• **Stated task**
The data must be written out once more, precisely as given.

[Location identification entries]
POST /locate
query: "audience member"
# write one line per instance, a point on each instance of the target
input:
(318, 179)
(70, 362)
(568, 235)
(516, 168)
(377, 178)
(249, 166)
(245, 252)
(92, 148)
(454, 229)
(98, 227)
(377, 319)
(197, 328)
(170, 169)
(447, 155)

• **Output of the task**
POST /locate
query: "audience member"
# write one line per instance, a point on each instance of the target
input:
(318, 179)
(70, 362)
(568, 235)
(516, 168)
(377, 178)
(249, 166)
(245, 252)
(92, 148)
(454, 229)
(98, 227)
(377, 319)
(197, 328)
(170, 169)
(447, 155)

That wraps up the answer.